# The problem
Please repeat every one of the records below word for word, leaving out the pictures.

# Data records
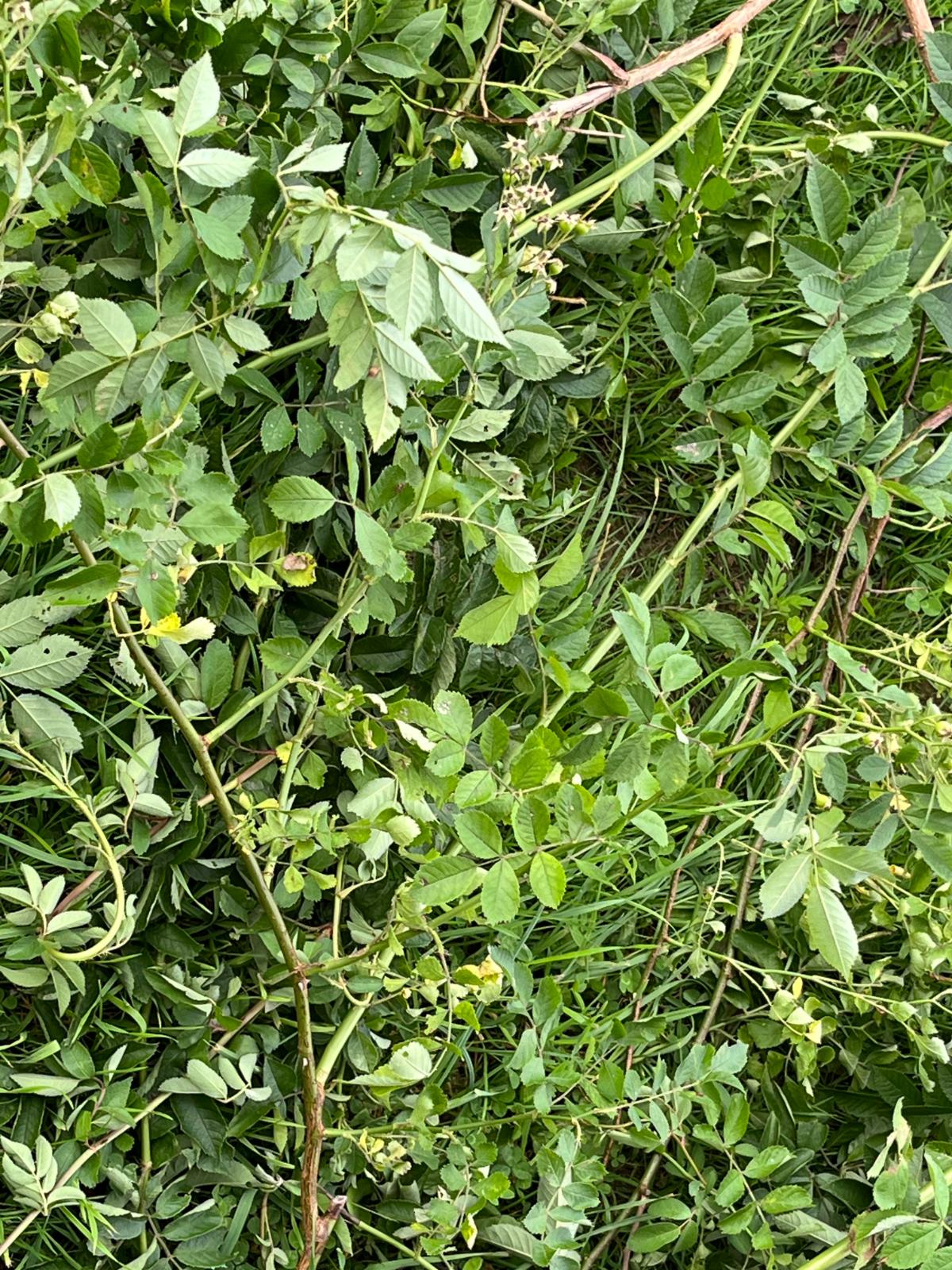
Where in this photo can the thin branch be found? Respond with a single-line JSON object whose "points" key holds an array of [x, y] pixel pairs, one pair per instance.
{"points": [[697, 48], [609, 64], [920, 25]]}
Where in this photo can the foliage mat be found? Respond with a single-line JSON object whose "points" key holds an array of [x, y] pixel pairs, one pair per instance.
{"points": [[475, 537]]}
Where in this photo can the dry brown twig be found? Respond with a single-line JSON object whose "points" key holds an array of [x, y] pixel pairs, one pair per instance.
{"points": [[697, 48], [920, 25]]}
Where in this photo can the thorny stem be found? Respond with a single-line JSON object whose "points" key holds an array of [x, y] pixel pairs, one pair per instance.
{"points": [[685, 544], [611, 181], [330, 628], [94, 1149], [257, 364], [311, 1090], [112, 864]]}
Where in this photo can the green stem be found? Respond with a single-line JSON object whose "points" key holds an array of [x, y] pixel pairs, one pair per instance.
{"points": [[330, 628], [112, 863], [933, 267], [685, 544], [348, 1024], [860, 1250], [93, 1151], [776, 67], [612, 179], [922, 139]]}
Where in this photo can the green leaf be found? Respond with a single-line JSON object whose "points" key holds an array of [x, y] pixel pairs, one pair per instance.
{"points": [[873, 241], [512, 1237], [651, 1236], [216, 525], [787, 1199], [86, 586], [197, 98], [482, 425], [939, 1187], [410, 1064], [912, 1244], [786, 886], [61, 499], [547, 879], [277, 429], [493, 622], [829, 201], [78, 372], [216, 168], [466, 309], [831, 931], [156, 591], [565, 568], [410, 292], [52, 662], [401, 353], [743, 393], [363, 251], [390, 60], [372, 540], [247, 334], [206, 362], [678, 670], [380, 419], [216, 673], [206, 1079], [44, 725], [107, 328], [850, 391], [298, 499]]}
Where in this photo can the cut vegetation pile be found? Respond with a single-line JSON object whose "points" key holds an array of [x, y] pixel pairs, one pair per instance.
{"points": [[475, 572]]}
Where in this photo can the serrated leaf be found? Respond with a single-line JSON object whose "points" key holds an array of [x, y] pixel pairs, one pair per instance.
{"points": [[197, 99], [216, 525], [403, 353], [912, 1244], [482, 425], [300, 498], [277, 429], [831, 931], [219, 169], [23, 620], [52, 662], [499, 897], [247, 334], [107, 328], [743, 393], [61, 499], [44, 725], [363, 251], [547, 879], [829, 201], [380, 419], [493, 622], [873, 241], [410, 1064], [850, 391], [206, 362], [466, 309], [78, 372], [786, 886], [410, 292]]}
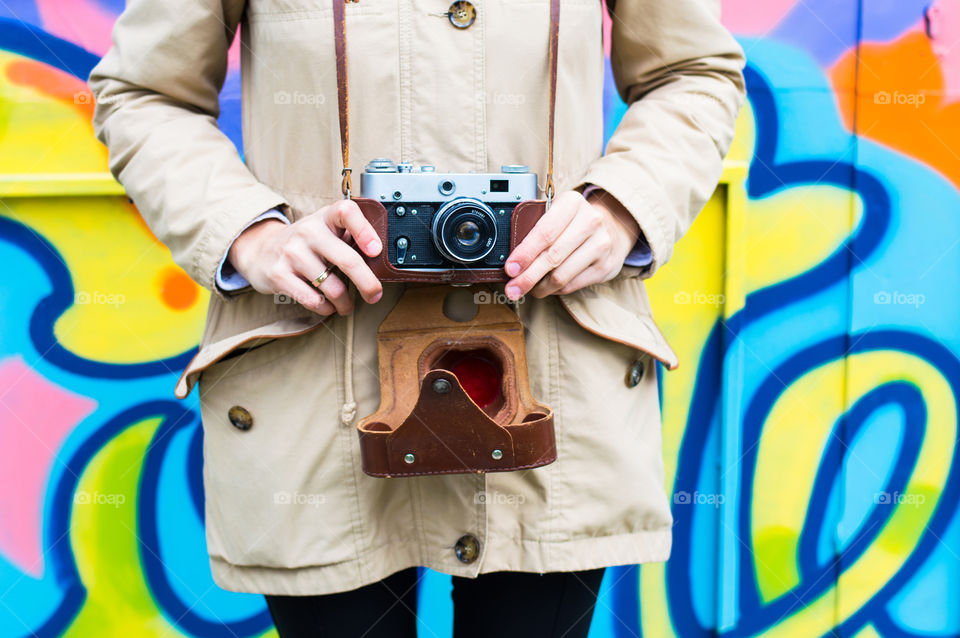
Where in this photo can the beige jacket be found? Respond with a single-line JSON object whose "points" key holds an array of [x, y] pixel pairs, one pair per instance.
{"points": [[288, 509]]}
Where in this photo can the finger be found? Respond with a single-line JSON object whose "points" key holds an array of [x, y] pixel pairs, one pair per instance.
{"points": [[574, 235], [585, 256], [306, 295], [335, 290], [346, 215], [544, 233], [350, 263], [309, 266]]}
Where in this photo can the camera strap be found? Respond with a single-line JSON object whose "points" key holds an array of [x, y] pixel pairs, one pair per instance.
{"points": [[343, 95]]}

# Output for this task
Where in this photo can the thin branch be found? Respond with a single-line JSON object whose "points" key holds an array of [x, y] pixel pairs, one pair per instance.
{"points": [[697, 48], [609, 64], [920, 25]]}
Where in this photo can the foliage mat be found? Respond with a single-line JSON object whose "points" key holds an array of [x, y] pixel pairs, one pair per instance.
{"points": [[475, 537]]}
Where in this photo can the dry brown twig be found? Respond with a single-line JSON object whose "points" key holds an array of [x, y] pixel pairs, one pair per instance.
{"points": [[697, 48], [920, 25]]}
Where in this photo can the thorny stem be found? Respond with a single-line JSON object whose "points" key holds an array of [x, y] pixel pairs, one pair per instance.
{"points": [[685, 544], [611, 181], [330, 628], [94, 1149], [257, 364], [311, 1090], [112, 864]]}
Where in this photo can the green stem be found? Respond with a single-line JSON object whose "points" key holds an array of [x, y] pixel pairs, one pair per instance.
{"points": [[330, 628], [112, 863], [933, 267], [685, 544], [348, 1024], [860, 1250], [93, 1151], [776, 67], [612, 179], [922, 139]]}
Where in this photo can the green leaf be found? Respond with a single-line JSON object whose "points" key holds an array of [x, y] pixel pairs, one pair per instance.
{"points": [[873, 241], [512, 1237], [651, 1236], [216, 525], [787, 1199], [86, 586], [197, 98], [482, 425], [939, 1187], [410, 1064], [912, 1244], [786, 886], [61, 499], [547, 879], [277, 429], [493, 622], [829, 201], [78, 372], [216, 168], [466, 309], [831, 931], [156, 591], [565, 568], [410, 292], [52, 662], [401, 353], [743, 393], [363, 251], [390, 60], [372, 540], [247, 334], [206, 362], [678, 670], [380, 419], [216, 673], [206, 1079], [44, 725], [107, 328], [850, 391], [298, 499]]}
Where in this photo can the cut vegetation pile be found? Respond with a single-line JSON object whose "points" key holds an array of [x, y] pixel pairs, one pair per instance.
{"points": [[475, 572]]}
Where in this photo can the serrated leaf be found? Respond with a single-line JSON object whose "points" key holds an array of [x, y] pixel pairs, one pair per instance.
{"points": [[197, 99], [216, 525], [403, 353], [912, 1244], [482, 425], [300, 498], [277, 429], [831, 931], [219, 169], [23, 620], [52, 662], [499, 897], [247, 334], [107, 328], [743, 393], [61, 499], [44, 725], [363, 251], [547, 879], [829, 201], [380, 419], [493, 622], [873, 241], [410, 1064], [850, 391], [206, 362], [466, 309], [78, 372], [786, 886], [410, 292]]}
Where in this photo can the beige jacket be found? Respond with a single-line JSON object whose "points" key holds an array of [x, y] pixel pairs, one pair per instance.
{"points": [[288, 509]]}
Where in this photo can the finger be found? Respond with a single-line JSON object whose "points" key holds an array of [x, y] pixel pairs, one pair per instance.
{"points": [[574, 235], [585, 256], [306, 295], [335, 290], [346, 215], [544, 233], [350, 263], [309, 266]]}
Where in this photo can the camera strap be found? Respond with a single-line JSON object whose "points" key holds an array of [x, y] pixel pairs, one pair per instance.
{"points": [[343, 95]]}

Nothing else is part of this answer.